▶ _INSTRUCTIONS TO FOLLOW_:
Check three statements against the forum thread about the beagle that won't pee on walks. For each, answer yes or no and quote the words from the thread that decide it: (a) one reply advises against putting paper down in the house; (b) the walks the owner takes the dog on can last up to three hours; (c) one poster's dog will go on any surface.

▶ _EXCERPT PROVIDED_:
┄┄┄┄┄┄┄┄┄┄┄┄┄┄┄┄┄┄┄┄

There are potty training aids like *this* and *this* that might help.


----------



## Dooby (May 6, 2011)

Hi!

That was fast, thank you so much for the reply  I will check those out now.

Thank you again


----------



## Sled dog hotel (Aug 11, 2010)

Dooby said:


> Hi,
> 
> We adopted a Beagle called Dooby, about a year and a half old, not much known about his background...he is very sweet, affectionate, had a few issues first few days of taking him out for walks as I guess he thought that he would not be coming back, This has now passed!
> 
> ...


Im not sure from your post if he is constantly toileting in the house, or if it is just a matter of not peeing on walks and just pees when he comes back.

I personally would not put paper down, it can confuse them giving a message that its ok to go in the house.

Personally I would try an intense toilet training course like you would a new pup. Taking him out every 30/45 minutes in the garden, when he starts to go,
give it a name (later he should make the association of the name to the deed so you can use it as a toilet cue) when finished lots of praise and treats.

If you can get the message through that the "garden is good and the right place and the only place) then at least if he wont pee in the street at the moment, he at least he will know the garden is the place. When you get back from the walk, keep his lead on, so he cant run off in the house to pee, take him straight out in the garden, to give him the chance to do it out there, naming, praising and treating if/when he does.

By having a toilet cue, you should hopefully be able to get him to pee out on walks, doing the praising and treating if he does to re-inforce thats a good and right place too.

I wouldnt worry too much, a lot of pups even when they are pretty reliably toilet trained wont pee and poop outside for a good time at first. It can even be a confidence thing, because its new and they can smell over dogs pee and marking. With confidence and training, you should be able to get over it.


----------



## lucyandsandy (Apr 7, 2011)

If it is just after walks how about keeping him on his lead and taking him straight out into the garden or even carrying him if needs be so then he won't have a chance to run off!


----------



## mama_abz (Apr 27, 2011)

Mine wont wee or poo on anything but grass so i had to rethink our walk route so i just about always have grass verges.
Dont know if that will be of any help but thought i would share. :smile:


----------



## RobD-BCactive (Jul 1, 2010)

Dooby said:


> The first problem that I would like to tackle is despite taking him for long walks ( up to 3 hours ) he will not pee in the street, he waits till the moment we get back home and then runs off and pees somewhere in the house :blink:


Are you saying that he's not marking during the long walk at all, but holding?
Or is he marking outdoors, but then doing it indoors again on return?

The first would be more concerning and suggest surfaces may matter, may be he would go on against trees with grass around them or some such.

For the 2nd, supervision and establishing a "postive interruptor", basically a unique signal that distracts him, which he's very keen on due to high value reward. That gives you chance to prevent the marking inside, and take him out.

Marking indoors may be a sign of stress, which would be understanable given history of dog and change of home, so it's important that everyone's calm and doesn't punish him if he pees inside. It's the supervisor's fault for falling asleep on duty.


----------



## Dooby (May 6, 2011)

Thank you everyone for posting all this information for me!

To clarify, he is not peeing in the street at all! only when he gets home....It seems to be an issue when being outside, I have taken him to the parks where he has trees, walls, grass, concrete....everything he could wish for to relieve himself.

┄┄┄┄┄┄┄┄┄┄┄┄┄┄┄┄┄┄┄┄

▶ _Labeled-object pointing entries_:

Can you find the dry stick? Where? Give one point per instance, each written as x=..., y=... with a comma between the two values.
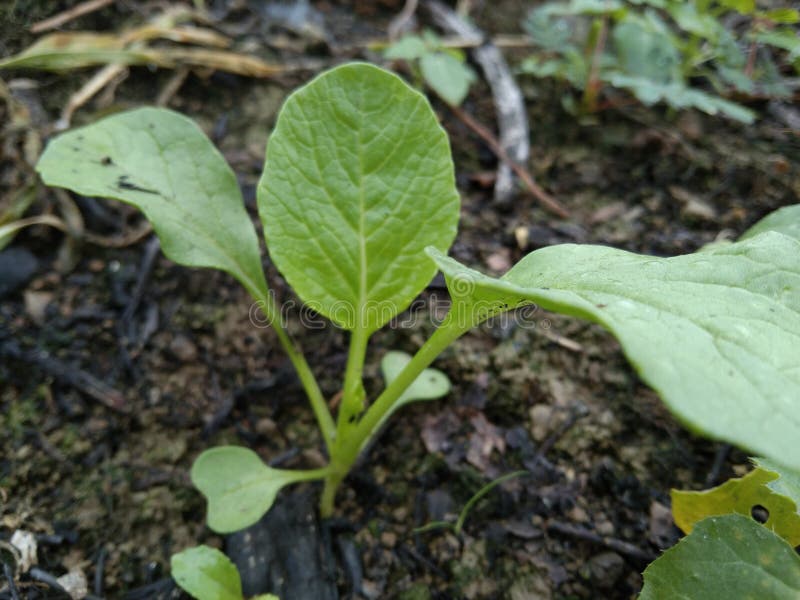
x=68, y=374
x=593, y=82
x=63, y=17
x=614, y=544
x=542, y=196
x=402, y=19
x=512, y=119
x=92, y=87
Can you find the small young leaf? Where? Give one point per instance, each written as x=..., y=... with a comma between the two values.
x=358, y=180
x=239, y=487
x=410, y=47
x=714, y=333
x=447, y=76
x=725, y=557
x=162, y=163
x=429, y=385
x=206, y=574
x=678, y=95
x=740, y=496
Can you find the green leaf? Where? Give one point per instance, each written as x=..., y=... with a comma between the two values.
x=645, y=49
x=206, y=574
x=741, y=495
x=162, y=163
x=430, y=385
x=787, y=483
x=785, y=16
x=410, y=47
x=725, y=557
x=785, y=39
x=358, y=180
x=677, y=95
x=689, y=19
x=785, y=220
x=239, y=487
x=447, y=76
x=714, y=333
x=546, y=30
x=744, y=7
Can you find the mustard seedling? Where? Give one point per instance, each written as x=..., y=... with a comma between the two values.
x=359, y=207
x=205, y=573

┄┄┄┄┄┄┄┄┄┄┄┄┄┄┄┄┄┄┄┄

▶ _FULL SOLUTION_:
(a) Yes: "I personally would not put paper down, it can confuse them giving a message that its ok to go in the house."
(b) Yes: "despite taking him for long walks ( up to 3 hours ) he will not pee in the street"
(c) No: "Mine wont wee or poo on anything but grass"